**** SOURCE RECORDS ****
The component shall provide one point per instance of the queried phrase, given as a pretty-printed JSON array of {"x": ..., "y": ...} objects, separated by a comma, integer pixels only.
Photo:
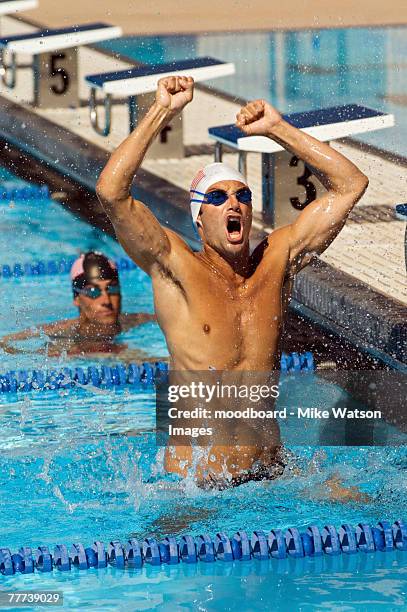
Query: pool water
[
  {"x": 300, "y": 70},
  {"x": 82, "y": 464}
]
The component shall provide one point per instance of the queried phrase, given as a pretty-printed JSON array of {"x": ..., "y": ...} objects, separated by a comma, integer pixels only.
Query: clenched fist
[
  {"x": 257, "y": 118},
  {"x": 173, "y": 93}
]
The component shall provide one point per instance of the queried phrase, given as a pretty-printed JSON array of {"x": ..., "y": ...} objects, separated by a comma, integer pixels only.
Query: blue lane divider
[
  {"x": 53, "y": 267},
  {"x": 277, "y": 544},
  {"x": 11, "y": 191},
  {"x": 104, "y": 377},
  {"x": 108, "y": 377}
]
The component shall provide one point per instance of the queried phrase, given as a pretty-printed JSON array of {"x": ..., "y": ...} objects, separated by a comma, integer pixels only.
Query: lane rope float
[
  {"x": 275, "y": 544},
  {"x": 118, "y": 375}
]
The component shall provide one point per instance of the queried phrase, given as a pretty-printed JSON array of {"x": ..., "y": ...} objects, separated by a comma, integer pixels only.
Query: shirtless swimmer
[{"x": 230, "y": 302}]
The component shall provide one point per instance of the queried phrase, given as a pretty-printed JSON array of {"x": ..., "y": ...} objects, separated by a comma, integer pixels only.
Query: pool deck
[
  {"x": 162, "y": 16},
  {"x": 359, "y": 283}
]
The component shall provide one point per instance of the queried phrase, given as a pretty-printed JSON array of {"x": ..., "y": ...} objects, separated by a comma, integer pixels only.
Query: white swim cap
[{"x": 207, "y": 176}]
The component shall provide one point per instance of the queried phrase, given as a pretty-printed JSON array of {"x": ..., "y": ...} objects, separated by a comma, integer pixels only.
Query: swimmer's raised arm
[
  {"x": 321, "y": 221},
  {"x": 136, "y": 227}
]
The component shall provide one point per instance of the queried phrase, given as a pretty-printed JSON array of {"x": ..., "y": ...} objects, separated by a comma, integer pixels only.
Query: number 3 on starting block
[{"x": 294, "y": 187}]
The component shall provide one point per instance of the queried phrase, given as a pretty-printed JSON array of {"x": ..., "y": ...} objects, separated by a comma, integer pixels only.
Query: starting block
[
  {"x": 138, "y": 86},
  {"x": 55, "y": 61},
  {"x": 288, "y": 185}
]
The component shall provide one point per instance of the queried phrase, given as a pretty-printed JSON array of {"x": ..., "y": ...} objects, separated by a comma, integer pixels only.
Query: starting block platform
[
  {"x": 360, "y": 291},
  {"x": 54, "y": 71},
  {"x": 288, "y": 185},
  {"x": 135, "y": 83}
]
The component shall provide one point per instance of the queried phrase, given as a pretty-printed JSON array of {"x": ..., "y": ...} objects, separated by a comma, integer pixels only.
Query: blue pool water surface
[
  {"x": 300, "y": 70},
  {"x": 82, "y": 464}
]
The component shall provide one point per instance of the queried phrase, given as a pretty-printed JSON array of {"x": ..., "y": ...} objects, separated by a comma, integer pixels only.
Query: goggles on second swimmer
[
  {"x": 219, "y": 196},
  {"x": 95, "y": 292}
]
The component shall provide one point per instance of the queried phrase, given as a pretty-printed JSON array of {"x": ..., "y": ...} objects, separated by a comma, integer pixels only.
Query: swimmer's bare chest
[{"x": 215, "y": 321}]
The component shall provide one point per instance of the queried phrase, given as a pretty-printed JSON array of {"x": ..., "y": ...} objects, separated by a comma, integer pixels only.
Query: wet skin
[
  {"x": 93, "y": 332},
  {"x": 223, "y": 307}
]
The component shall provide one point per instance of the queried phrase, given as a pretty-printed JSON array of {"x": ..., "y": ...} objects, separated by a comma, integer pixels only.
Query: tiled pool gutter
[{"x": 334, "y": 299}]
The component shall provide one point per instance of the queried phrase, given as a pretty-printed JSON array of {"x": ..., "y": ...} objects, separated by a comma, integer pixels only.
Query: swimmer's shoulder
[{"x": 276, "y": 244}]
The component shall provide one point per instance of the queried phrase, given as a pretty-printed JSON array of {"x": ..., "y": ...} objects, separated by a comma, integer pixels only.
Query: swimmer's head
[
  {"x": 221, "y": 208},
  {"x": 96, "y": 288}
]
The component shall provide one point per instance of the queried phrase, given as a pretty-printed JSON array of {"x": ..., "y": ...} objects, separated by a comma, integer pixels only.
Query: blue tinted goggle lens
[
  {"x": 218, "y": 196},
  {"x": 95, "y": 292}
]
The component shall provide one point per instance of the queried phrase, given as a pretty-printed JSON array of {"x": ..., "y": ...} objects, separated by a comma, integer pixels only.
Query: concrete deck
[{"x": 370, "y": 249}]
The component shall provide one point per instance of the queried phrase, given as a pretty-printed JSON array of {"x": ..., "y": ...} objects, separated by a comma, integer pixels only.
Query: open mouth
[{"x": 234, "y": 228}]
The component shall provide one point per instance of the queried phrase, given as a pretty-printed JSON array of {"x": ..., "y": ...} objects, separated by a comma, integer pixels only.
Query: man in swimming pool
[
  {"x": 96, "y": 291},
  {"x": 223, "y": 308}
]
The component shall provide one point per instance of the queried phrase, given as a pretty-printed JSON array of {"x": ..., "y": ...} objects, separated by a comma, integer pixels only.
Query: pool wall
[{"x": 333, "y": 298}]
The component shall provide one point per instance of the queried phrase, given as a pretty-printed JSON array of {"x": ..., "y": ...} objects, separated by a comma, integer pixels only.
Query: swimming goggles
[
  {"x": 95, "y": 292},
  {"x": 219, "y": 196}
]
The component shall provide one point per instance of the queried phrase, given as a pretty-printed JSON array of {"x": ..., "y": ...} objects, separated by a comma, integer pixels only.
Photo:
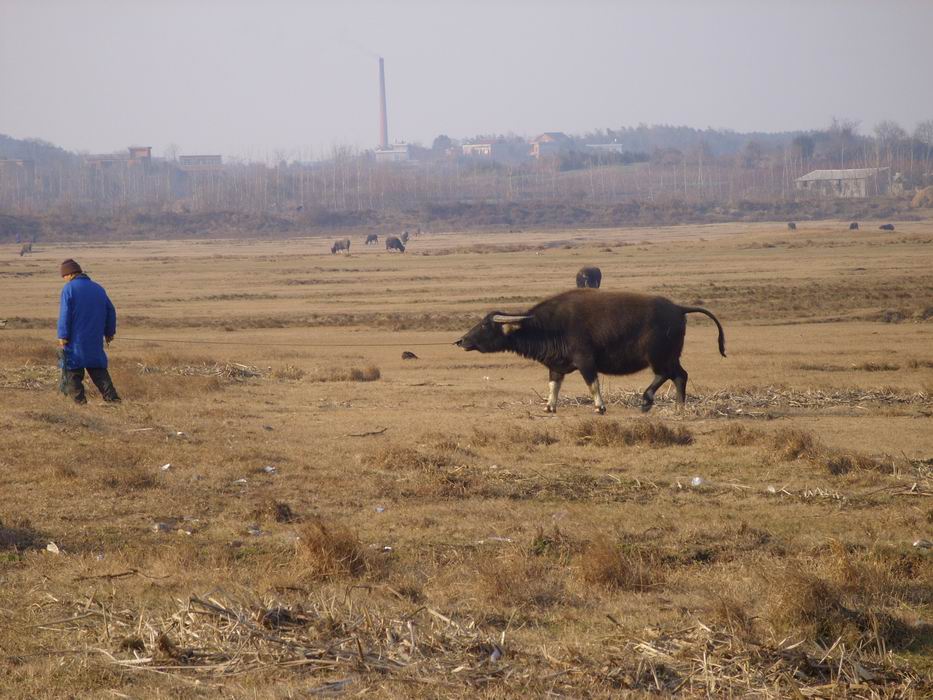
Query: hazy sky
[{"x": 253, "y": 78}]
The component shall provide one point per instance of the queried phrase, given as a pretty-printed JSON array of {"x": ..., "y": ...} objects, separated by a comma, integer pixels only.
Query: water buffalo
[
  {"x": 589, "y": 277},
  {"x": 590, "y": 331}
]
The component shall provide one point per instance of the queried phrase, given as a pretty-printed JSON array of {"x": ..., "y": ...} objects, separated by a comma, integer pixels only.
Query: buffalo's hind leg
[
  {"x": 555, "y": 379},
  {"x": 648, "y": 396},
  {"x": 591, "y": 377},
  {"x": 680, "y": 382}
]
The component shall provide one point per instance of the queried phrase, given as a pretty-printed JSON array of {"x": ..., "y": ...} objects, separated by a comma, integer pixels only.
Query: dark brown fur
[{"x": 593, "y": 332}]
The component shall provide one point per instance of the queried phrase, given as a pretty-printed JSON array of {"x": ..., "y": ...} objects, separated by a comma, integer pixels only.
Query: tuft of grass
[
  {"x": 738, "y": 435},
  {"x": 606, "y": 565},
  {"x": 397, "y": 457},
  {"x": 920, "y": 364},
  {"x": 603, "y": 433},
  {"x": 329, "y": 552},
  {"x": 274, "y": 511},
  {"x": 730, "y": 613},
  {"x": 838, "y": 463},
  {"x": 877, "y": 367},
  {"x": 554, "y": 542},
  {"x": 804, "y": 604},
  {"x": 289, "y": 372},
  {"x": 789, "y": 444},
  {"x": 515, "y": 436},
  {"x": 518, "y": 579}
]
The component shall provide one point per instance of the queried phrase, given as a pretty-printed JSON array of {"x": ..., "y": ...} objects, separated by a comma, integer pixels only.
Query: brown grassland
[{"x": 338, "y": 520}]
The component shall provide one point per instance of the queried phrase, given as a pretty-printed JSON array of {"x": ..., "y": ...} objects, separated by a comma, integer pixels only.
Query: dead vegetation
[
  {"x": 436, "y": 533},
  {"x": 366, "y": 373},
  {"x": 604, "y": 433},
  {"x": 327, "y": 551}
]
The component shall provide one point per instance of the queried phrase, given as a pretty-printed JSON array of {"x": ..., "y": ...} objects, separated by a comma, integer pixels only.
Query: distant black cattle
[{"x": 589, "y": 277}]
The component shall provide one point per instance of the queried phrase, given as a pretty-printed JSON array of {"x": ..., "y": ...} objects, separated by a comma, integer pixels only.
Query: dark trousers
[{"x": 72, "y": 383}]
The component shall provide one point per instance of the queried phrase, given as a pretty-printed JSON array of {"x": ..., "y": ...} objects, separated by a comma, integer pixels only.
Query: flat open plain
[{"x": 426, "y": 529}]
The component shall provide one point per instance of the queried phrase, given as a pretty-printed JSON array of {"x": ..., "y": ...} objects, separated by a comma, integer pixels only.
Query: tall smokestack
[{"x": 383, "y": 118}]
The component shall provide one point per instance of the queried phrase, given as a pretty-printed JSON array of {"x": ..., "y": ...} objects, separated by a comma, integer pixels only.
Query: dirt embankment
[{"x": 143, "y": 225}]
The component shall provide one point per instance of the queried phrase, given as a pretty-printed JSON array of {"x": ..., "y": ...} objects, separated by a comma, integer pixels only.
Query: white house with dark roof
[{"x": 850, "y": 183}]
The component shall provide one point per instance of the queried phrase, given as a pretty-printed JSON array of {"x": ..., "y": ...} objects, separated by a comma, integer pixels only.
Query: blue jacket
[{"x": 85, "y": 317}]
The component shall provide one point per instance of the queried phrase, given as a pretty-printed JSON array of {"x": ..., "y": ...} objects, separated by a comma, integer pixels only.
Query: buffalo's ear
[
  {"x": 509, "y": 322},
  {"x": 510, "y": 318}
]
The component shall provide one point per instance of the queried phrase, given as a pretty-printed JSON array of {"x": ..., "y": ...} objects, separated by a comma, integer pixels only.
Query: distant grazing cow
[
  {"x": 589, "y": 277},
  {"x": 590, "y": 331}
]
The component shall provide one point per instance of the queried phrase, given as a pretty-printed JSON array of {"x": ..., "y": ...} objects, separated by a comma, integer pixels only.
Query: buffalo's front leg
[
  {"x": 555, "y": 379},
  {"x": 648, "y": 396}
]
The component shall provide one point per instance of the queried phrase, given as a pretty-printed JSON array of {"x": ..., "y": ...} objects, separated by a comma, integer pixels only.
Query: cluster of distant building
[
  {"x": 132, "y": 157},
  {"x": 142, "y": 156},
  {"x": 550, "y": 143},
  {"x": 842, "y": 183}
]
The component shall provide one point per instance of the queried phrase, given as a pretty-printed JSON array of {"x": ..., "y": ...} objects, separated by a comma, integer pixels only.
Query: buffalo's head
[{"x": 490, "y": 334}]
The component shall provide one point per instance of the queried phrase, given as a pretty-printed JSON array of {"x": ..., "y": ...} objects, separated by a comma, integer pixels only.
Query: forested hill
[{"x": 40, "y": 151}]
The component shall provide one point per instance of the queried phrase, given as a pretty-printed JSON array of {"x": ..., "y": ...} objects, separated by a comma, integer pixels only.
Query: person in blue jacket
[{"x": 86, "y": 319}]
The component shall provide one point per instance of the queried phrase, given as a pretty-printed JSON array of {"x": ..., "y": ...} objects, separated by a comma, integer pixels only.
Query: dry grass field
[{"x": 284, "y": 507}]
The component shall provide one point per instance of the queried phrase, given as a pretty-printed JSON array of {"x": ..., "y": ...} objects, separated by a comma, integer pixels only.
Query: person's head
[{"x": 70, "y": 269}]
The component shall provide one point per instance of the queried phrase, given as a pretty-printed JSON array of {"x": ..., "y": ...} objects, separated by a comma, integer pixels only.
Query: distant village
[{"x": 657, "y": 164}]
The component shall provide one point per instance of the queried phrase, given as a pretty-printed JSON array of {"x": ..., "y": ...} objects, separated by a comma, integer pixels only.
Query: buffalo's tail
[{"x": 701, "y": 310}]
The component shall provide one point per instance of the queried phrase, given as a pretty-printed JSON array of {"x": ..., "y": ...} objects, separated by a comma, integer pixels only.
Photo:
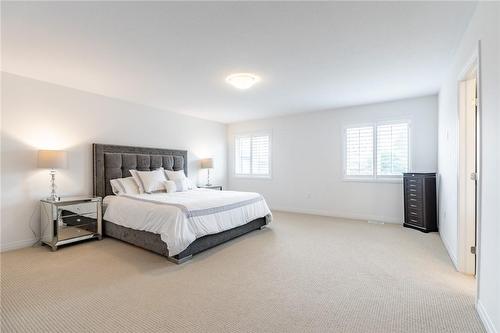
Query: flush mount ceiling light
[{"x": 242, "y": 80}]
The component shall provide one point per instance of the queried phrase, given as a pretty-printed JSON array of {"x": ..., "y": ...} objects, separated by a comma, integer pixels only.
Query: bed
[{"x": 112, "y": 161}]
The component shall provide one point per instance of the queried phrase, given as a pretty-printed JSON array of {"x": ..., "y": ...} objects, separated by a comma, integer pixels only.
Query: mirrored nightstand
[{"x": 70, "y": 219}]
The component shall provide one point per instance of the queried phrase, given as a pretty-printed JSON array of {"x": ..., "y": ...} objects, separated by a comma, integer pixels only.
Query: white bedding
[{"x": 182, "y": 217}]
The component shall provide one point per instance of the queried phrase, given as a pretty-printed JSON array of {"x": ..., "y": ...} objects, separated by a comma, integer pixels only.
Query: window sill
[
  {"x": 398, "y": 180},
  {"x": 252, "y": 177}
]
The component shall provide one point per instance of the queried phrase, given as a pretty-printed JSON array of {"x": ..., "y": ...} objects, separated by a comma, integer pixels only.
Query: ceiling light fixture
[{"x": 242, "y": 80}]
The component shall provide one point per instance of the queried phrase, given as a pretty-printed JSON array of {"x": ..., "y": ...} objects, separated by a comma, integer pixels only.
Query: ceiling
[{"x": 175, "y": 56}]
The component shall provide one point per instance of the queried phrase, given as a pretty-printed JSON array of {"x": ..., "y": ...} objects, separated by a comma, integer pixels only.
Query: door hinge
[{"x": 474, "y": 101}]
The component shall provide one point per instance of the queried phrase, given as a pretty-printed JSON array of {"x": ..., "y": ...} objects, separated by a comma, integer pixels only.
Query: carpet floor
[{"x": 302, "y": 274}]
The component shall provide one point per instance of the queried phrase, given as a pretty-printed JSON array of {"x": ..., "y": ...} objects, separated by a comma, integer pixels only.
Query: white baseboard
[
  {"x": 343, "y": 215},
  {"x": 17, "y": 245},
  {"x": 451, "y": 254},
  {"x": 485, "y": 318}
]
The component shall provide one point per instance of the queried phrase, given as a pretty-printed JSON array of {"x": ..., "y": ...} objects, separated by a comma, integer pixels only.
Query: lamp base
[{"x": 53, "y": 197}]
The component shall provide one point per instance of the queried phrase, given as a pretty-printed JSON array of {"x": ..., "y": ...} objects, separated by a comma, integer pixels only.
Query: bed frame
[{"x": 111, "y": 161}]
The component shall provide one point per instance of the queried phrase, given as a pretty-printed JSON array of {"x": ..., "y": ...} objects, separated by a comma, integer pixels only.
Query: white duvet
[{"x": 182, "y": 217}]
****
PROBLEM DETAILS: Extract every line of the material above that contains the string "person". The match is case-sensitive.

EXPECTED OUTPUT:
Query: person in blue jacket
Query: person's head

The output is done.